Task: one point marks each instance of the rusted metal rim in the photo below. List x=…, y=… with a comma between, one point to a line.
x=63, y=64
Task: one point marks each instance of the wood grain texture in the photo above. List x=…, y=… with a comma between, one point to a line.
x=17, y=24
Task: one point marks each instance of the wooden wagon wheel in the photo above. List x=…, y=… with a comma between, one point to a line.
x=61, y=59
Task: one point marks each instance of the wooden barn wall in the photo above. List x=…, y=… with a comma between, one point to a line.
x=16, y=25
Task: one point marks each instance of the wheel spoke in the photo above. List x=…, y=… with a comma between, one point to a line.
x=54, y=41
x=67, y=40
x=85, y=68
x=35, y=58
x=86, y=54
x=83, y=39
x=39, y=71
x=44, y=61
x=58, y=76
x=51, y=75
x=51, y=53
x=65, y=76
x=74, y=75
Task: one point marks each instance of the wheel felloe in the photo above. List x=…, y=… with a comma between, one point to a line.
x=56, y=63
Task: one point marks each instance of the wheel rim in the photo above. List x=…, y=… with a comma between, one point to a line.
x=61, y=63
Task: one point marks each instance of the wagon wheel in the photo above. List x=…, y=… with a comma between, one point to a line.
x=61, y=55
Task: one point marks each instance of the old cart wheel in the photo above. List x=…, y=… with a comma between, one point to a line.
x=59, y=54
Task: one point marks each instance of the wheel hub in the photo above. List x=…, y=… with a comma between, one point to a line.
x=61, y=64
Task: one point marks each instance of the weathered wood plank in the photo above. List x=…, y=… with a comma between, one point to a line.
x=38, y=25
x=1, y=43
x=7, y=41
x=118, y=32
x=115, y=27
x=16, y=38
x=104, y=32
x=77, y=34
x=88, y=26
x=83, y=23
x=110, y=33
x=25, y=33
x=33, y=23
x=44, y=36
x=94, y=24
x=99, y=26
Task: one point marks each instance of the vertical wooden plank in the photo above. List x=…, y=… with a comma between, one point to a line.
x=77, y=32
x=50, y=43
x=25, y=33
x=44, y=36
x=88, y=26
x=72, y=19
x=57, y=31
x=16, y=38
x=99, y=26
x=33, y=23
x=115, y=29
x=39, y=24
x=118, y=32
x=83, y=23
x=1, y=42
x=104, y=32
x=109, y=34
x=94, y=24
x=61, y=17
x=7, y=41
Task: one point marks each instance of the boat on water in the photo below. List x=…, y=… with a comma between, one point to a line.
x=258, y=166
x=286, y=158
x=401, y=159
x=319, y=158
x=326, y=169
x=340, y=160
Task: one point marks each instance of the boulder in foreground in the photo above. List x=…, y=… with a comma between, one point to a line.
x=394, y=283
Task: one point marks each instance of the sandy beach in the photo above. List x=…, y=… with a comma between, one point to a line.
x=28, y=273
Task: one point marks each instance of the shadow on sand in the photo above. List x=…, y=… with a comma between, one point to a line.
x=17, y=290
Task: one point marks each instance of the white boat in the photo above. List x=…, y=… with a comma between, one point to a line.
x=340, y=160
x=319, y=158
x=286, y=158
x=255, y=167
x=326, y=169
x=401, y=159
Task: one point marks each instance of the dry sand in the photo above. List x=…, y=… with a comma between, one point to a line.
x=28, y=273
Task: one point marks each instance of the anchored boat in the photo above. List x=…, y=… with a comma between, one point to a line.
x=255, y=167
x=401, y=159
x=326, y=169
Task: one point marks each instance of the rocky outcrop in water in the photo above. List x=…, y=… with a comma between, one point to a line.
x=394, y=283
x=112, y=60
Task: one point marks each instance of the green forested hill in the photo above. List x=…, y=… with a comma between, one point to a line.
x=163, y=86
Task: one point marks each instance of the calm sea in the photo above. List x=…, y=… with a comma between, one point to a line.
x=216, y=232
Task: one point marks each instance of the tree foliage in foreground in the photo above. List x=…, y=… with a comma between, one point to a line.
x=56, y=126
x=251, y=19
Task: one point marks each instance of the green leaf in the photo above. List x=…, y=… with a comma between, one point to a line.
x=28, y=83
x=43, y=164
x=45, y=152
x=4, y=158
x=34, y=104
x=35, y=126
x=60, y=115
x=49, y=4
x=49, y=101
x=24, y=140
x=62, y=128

○ ○ ○

YOUR GOAL: Recreate the listing exactly, so that each entry reads as before.

PROBLEM SOLUTION:
Task: one point marks each instance of the rusted metal rim in the photo below. List x=…, y=… with a comma between, one point to a line.
x=63, y=64
Task: one point marks each instance of the wood grain texture in the photo above. List x=…, y=… with a comma between, one point to a line.
x=17, y=24
Task: one point marks each instance of the wooden wagon wheel in the photo above. List x=…, y=… with a comma between, one point to a line.
x=61, y=59
Task: one point marks each instance of the wooden barn wall in the photo above. List x=…, y=… with a comma between, one point to a line.
x=16, y=25
Task: one point marks each instance of the wheel spoke in the photo above. List x=…, y=… with a comma between, one point to a line.
x=54, y=41
x=67, y=40
x=85, y=68
x=35, y=58
x=86, y=54
x=83, y=39
x=39, y=71
x=44, y=61
x=58, y=76
x=51, y=75
x=51, y=53
x=65, y=76
x=74, y=75
Task: one point marks each instance of the wheel felloe in the photo above. List x=…, y=… with a comma between, one point to a line.
x=56, y=63
Task: one point marks each instance of the wheel rim in the photo above. List x=…, y=… with a comma between, one point to a line.
x=61, y=63
Task: one point marks each instance of the wagon wheel in the photo above. List x=…, y=… with a comma between, one point to a line.
x=61, y=55
Task: one point marks each instance of the old cart wheel in the photo above. List x=…, y=… with a comma between, one point to a line.
x=59, y=54
Task: one point marks each instance of the wheel hub in the photo above. List x=…, y=… with a comma between, one point to a line.
x=61, y=64
Task: one point marks each instance of the weathered wood plank in the photo above. List x=…, y=… with a comma between, one point to a line.
x=38, y=25
x=1, y=43
x=7, y=41
x=118, y=32
x=115, y=27
x=16, y=38
x=104, y=32
x=77, y=34
x=88, y=26
x=83, y=23
x=110, y=33
x=25, y=33
x=33, y=23
x=44, y=36
x=94, y=24
x=99, y=26
Task: one point marks each instance of the vertical wooden plank in the photo above. List x=…, y=… with a comma between, one point to a line.
x=77, y=32
x=50, y=43
x=25, y=33
x=44, y=36
x=88, y=26
x=72, y=19
x=57, y=31
x=16, y=38
x=99, y=26
x=33, y=23
x=115, y=29
x=39, y=24
x=118, y=32
x=83, y=23
x=1, y=42
x=104, y=32
x=109, y=34
x=94, y=24
x=61, y=17
x=7, y=41
Task: one point marks each instance of the boat on water in the photo below. List x=…, y=… with a comma between, one point to a line.
x=258, y=166
x=286, y=158
x=401, y=159
x=319, y=158
x=326, y=169
x=340, y=160
Task: one point marks each instance of the boulder in foreground in the photo above. List x=…, y=… with a comma between, one point to a line.
x=394, y=283
Task: one point marks each instance of the sandy beach in the photo above. List x=…, y=… with a comma between, one point to a line.
x=28, y=273
Task: one point marks each instance of the shadow on sand in the photo above. List x=…, y=… with a comma between, one point to a line.
x=17, y=290
Task: one point marks each instance of the white boat in the photo above. List x=…, y=… with a comma between, one point to a line.
x=340, y=160
x=319, y=158
x=286, y=158
x=255, y=167
x=326, y=169
x=401, y=159
Task: one point marks each instance of the dry sand in the photo above. List x=…, y=… with a comma between, one point to a line.
x=28, y=273
Task: one point marks each instance of the anchored boat in the photo above. List x=…, y=… with a comma between, one point to a line.
x=255, y=167
x=401, y=159
x=326, y=169
Task: one point marks each instance of the rocky outcrop in water in the photo above. List x=…, y=… with a comma between, one point to a line.
x=394, y=283
x=112, y=60
Task: one point marks each instance of the green forested hill in the photo above. List x=…, y=… with a comma between, one point to a line.
x=163, y=86
Task: one point marks each instance of the calm sea in the photo above. List x=…, y=… with a comma between, one point to a line.
x=216, y=232
Task: one point marks each instance of the tree foliage in foreground in the photo above. List x=…, y=… with a comma between, one point to a line.
x=56, y=126
x=251, y=19
Task: one point marks each instance of the green leaf in the photo above. List x=…, y=… with a comma between, one point to a line.
x=28, y=83
x=43, y=164
x=45, y=152
x=4, y=158
x=34, y=104
x=35, y=126
x=60, y=115
x=49, y=4
x=49, y=101
x=24, y=140
x=62, y=128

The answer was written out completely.